Instructions for the task:
Set down the entries exactly. No line may differ from its source.

Data for this task:
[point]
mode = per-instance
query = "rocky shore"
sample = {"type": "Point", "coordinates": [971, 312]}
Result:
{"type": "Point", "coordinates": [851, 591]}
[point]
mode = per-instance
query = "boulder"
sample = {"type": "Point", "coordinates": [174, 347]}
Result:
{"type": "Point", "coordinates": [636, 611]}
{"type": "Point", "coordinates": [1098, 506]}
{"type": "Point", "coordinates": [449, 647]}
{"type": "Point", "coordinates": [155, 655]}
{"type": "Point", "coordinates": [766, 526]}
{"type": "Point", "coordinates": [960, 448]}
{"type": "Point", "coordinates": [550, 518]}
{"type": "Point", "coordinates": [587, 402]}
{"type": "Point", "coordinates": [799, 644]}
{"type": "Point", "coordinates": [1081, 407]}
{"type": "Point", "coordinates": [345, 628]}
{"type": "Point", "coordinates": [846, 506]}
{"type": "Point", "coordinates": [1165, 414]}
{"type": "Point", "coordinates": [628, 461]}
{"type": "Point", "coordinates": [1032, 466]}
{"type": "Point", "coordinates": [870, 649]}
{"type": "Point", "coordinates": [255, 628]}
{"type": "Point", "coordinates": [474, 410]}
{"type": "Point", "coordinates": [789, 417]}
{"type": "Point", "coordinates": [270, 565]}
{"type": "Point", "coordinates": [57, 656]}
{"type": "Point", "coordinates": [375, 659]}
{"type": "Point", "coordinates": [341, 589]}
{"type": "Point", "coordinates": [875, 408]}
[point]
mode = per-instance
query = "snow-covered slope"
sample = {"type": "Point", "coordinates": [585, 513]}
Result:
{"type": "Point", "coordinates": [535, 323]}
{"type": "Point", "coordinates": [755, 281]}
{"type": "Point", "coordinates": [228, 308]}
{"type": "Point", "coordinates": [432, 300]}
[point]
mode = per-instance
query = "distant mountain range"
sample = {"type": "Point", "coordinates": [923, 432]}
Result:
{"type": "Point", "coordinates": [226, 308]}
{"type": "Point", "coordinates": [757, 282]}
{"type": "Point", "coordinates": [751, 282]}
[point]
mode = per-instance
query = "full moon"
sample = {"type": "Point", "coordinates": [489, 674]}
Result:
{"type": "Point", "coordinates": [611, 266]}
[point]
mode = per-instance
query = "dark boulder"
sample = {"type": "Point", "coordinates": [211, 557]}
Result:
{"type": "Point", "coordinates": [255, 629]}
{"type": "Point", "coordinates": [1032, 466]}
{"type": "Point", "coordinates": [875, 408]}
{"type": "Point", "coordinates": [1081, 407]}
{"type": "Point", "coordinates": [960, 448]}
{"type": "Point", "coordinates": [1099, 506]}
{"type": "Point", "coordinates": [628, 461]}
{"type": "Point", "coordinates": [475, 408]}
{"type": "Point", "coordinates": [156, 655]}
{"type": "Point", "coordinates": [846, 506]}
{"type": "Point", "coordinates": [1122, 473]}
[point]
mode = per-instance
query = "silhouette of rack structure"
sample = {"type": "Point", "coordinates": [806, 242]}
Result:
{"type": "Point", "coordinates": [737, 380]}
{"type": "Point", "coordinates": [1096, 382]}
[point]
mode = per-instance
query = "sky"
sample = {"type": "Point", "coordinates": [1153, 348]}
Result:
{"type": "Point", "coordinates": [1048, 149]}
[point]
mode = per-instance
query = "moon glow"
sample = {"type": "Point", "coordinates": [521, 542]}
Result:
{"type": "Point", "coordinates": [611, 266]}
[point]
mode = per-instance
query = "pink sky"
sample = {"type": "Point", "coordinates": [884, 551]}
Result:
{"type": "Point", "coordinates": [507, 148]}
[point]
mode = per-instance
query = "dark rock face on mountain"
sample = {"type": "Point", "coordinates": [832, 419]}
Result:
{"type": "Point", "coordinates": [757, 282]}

Response:
[point]
mode = per-instance
query = "rocky shore"
sample = {"type": "Point", "coordinates": [971, 312]}
Result:
{"type": "Point", "coordinates": [851, 591]}
[point]
mode = per-instance
query = "boulder"
sample = {"type": "Point", "coordinates": [174, 347]}
Result:
{"type": "Point", "coordinates": [636, 611]}
{"type": "Point", "coordinates": [1098, 506]}
{"type": "Point", "coordinates": [449, 647]}
{"type": "Point", "coordinates": [155, 655]}
{"type": "Point", "coordinates": [766, 526]}
{"type": "Point", "coordinates": [960, 448]}
{"type": "Point", "coordinates": [550, 518]}
{"type": "Point", "coordinates": [587, 402]}
{"type": "Point", "coordinates": [799, 644]}
{"type": "Point", "coordinates": [1081, 407]}
{"type": "Point", "coordinates": [345, 628]}
{"type": "Point", "coordinates": [846, 506]}
{"type": "Point", "coordinates": [1165, 414]}
{"type": "Point", "coordinates": [628, 461]}
{"type": "Point", "coordinates": [1032, 466]}
{"type": "Point", "coordinates": [870, 649]}
{"type": "Point", "coordinates": [255, 628]}
{"type": "Point", "coordinates": [474, 410]}
{"type": "Point", "coordinates": [789, 417]}
{"type": "Point", "coordinates": [270, 565]}
{"type": "Point", "coordinates": [57, 656]}
{"type": "Point", "coordinates": [375, 659]}
{"type": "Point", "coordinates": [341, 589]}
{"type": "Point", "coordinates": [875, 408]}
[point]
mode = per-instance
query = "snow-covered slope"
sample = {"type": "Point", "coordinates": [585, 513]}
Result:
{"type": "Point", "coordinates": [535, 323]}
{"type": "Point", "coordinates": [755, 281]}
{"type": "Point", "coordinates": [228, 308]}
{"type": "Point", "coordinates": [432, 300]}
[point]
mode = per-instance
query = "distant mountain range"
sample = {"type": "Point", "coordinates": [923, 432]}
Result:
{"type": "Point", "coordinates": [226, 308]}
{"type": "Point", "coordinates": [757, 282]}
{"type": "Point", "coordinates": [751, 282]}
[point]
mode = per-instance
query = "full moon"
sample = {"type": "Point", "coordinates": [489, 674]}
Result:
{"type": "Point", "coordinates": [611, 266]}
[point]
mode = per-instance
query = "dark boulder"
sample = {"type": "Point", "coordinates": [211, 557]}
Result:
{"type": "Point", "coordinates": [255, 629]}
{"type": "Point", "coordinates": [1032, 466]}
{"type": "Point", "coordinates": [875, 408]}
{"type": "Point", "coordinates": [1081, 407]}
{"type": "Point", "coordinates": [960, 448]}
{"type": "Point", "coordinates": [1099, 506]}
{"type": "Point", "coordinates": [628, 461]}
{"type": "Point", "coordinates": [475, 408]}
{"type": "Point", "coordinates": [156, 655]}
{"type": "Point", "coordinates": [846, 506]}
{"type": "Point", "coordinates": [1122, 473]}
[point]
mode = per-instance
query = "silhouette of rack structure"
sample = {"type": "Point", "coordinates": [806, 242]}
Result:
{"type": "Point", "coordinates": [737, 380]}
{"type": "Point", "coordinates": [1096, 382]}
[point]
mode = per-instance
query = "sky"
sample = {"type": "Point", "coordinates": [1153, 348]}
Result:
{"type": "Point", "coordinates": [1048, 149]}
[point]
mode = per-instance
query = "moon glow"
sample = {"type": "Point", "coordinates": [521, 542]}
Result:
{"type": "Point", "coordinates": [611, 266]}
[point]
mode = per-instance
query = "pink sky"
sample = {"type": "Point", "coordinates": [884, 551]}
Result:
{"type": "Point", "coordinates": [507, 148]}
[point]
mode = per-instance
query = "dark rock face on mountain"
sample = {"type": "Point", "coordinates": [832, 419]}
Result:
{"type": "Point", "coordinates": [757, 282]}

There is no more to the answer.